* _Selection_:
★ ★ ★ ★ ★ ★ ★
However, those disruptions often meant an end to the test in question,
because the load generators kept pumping requests at the system during the
disruption and it never got a chance to recover.
In order to work around that we have a feature that will detect
disruptions and reduce load temporarily. Whenever more than X number of
iterations in a row fails, the code in question will enforce a 900 second
sleep on the virtual user, and keep doing that until an iteration is
completed. This way the load will stay low as long as the problem remains,
and go back up whenever things get back up on their feet.
Default this feature is off, but when needed we can turn it on with a
simple command line attribute.

- Log on error
One useful feature of loadrunner is that you can set things up in such a
way that logging is turned off by default, but whenever an error occurs the
last X kb of log data is recorded on disk.
That reduces the amount of logging to what usually amounts to the only
things you're really interested in (including, I might add, full
responses). :wink:

- Disk space guards
Long running tests have a second problem: Too much disk space usage on the
generators, usually due to excessive logging or too many errors (which
turns all of the logging on temporarily, of course).
★ ★ ★ ★ ★ ★ ★
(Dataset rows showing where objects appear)
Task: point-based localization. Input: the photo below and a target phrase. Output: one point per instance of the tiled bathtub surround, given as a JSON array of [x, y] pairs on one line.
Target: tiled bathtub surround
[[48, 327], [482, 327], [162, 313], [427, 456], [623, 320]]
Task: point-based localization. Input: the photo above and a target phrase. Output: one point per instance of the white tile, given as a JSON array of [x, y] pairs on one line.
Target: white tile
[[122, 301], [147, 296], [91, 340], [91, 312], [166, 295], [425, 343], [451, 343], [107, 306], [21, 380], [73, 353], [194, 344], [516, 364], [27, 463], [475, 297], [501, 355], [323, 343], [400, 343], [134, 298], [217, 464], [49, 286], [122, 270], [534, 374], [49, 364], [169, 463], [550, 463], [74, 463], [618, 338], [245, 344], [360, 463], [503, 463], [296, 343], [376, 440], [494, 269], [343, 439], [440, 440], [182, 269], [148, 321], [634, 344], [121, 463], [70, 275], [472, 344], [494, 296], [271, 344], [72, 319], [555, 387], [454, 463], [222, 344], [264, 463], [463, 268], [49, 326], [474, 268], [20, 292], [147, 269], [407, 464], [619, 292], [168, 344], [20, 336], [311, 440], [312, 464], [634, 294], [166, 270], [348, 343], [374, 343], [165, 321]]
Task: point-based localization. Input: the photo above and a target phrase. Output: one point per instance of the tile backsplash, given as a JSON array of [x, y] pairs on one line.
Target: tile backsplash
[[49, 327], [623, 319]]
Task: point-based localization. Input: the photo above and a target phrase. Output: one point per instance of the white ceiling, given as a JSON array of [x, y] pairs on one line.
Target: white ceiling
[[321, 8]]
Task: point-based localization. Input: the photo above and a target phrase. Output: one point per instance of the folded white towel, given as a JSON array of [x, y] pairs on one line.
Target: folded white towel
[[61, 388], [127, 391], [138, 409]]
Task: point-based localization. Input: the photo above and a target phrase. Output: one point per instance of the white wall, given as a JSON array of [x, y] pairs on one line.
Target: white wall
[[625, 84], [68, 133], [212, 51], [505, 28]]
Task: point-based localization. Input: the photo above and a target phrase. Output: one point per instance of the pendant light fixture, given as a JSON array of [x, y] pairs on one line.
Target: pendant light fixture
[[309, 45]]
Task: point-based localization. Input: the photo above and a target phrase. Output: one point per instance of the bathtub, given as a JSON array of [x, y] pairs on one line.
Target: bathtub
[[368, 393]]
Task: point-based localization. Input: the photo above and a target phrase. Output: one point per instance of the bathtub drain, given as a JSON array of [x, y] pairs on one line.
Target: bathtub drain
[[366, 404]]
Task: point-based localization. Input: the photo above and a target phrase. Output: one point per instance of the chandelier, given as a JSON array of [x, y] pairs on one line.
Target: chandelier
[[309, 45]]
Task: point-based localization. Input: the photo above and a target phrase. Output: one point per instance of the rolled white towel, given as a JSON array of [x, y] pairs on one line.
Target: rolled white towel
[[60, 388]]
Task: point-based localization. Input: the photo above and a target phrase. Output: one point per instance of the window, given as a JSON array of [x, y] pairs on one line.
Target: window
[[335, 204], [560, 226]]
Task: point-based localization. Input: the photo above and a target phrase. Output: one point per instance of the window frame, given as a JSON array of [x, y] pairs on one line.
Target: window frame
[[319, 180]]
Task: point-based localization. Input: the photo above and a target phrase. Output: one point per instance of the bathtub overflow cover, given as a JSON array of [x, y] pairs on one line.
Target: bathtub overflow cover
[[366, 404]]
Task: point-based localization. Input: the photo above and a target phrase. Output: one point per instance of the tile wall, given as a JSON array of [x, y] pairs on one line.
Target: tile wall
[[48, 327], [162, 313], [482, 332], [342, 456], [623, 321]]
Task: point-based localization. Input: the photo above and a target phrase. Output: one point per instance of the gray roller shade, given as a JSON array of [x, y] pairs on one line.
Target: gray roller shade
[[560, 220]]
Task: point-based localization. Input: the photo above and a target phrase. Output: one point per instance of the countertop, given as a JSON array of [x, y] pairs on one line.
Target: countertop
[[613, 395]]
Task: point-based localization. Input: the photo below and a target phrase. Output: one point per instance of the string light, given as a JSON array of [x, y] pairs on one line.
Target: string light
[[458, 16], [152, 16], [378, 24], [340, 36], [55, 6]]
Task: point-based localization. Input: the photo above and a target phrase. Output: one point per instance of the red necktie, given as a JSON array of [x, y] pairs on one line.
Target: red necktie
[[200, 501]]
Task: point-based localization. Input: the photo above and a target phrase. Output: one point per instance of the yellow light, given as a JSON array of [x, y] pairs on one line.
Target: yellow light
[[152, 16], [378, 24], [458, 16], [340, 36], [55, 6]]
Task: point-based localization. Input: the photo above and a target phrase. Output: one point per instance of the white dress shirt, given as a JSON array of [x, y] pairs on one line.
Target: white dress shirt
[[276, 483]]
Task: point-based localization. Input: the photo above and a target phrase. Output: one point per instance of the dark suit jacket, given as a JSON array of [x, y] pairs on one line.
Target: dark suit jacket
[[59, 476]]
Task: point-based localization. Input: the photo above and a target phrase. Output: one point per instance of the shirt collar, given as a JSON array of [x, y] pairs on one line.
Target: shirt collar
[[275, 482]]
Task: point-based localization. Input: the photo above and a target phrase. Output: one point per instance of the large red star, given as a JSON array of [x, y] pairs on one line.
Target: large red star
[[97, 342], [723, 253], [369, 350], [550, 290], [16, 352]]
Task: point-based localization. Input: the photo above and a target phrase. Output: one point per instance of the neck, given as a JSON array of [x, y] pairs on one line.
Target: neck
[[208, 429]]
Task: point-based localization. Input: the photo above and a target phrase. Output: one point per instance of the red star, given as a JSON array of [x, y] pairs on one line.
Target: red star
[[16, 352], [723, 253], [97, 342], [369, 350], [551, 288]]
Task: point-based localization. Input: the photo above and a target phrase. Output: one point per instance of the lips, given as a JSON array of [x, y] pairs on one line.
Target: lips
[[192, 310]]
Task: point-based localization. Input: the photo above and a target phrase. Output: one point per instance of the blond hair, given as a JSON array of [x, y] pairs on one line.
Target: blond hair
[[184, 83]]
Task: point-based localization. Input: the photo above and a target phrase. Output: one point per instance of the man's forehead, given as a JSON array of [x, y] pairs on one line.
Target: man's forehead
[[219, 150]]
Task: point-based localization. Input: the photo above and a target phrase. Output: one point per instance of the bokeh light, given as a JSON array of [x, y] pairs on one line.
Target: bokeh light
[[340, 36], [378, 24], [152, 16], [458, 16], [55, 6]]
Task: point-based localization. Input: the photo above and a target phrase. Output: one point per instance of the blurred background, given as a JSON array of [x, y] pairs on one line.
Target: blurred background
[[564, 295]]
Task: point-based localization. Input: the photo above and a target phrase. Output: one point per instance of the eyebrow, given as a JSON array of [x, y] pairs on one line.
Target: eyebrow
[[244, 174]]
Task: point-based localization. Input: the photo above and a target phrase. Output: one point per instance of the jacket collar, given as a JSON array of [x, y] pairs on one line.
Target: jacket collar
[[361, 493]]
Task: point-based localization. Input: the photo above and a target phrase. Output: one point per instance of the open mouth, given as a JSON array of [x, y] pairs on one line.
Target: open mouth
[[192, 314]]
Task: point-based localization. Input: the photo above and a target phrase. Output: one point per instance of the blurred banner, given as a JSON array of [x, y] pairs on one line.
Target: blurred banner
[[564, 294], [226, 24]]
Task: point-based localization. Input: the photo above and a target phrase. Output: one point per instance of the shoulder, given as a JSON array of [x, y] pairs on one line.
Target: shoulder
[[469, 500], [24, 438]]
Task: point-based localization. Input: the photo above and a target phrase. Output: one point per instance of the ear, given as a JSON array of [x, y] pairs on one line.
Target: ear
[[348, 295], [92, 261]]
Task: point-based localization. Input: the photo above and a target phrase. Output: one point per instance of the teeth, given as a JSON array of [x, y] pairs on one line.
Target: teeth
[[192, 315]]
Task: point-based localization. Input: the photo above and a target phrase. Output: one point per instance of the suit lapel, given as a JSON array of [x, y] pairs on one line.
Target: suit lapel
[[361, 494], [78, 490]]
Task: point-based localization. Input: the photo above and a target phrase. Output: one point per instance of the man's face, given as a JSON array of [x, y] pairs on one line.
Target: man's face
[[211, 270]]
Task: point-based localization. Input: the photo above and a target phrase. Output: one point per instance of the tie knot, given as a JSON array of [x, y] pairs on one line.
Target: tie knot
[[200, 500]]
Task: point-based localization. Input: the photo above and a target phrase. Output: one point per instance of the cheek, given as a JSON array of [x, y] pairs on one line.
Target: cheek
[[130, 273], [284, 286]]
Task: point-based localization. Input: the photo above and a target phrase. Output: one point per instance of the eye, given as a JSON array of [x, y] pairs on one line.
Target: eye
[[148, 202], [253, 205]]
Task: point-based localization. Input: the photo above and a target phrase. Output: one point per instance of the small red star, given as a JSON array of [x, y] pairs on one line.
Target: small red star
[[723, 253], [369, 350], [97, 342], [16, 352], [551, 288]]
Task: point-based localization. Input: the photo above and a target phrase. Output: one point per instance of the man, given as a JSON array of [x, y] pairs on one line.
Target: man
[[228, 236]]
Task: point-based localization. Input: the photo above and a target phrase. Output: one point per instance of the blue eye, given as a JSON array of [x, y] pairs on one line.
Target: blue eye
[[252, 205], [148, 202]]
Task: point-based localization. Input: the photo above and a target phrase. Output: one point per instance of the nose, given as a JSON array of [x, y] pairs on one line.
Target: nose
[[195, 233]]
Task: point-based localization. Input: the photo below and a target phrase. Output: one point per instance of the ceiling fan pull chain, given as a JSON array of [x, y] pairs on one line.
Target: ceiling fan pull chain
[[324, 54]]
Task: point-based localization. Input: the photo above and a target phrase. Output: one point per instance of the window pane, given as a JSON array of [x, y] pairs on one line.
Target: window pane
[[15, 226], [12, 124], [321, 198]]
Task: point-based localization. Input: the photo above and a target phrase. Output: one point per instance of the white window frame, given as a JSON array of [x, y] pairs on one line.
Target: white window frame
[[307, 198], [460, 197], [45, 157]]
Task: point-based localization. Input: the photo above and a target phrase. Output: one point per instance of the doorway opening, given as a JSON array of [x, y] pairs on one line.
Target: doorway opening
★ ★ ★ ★ ★ ★ ★
* _Task details_: Turn the paragraph of the load-testing post that begins "In order to work around that" into a short list that keeps its main facts. You don't need the records for this.

* _Finished exercise_:
- A feature detects disruptions and cuts the load for a while.
- When more than X iterations in a row fail, the virtual user is forced to sleep for 900 seconds.
- The sleep repeats until an iteration is completed.
- The load stays low while the problem lasts and goes back up once things recover.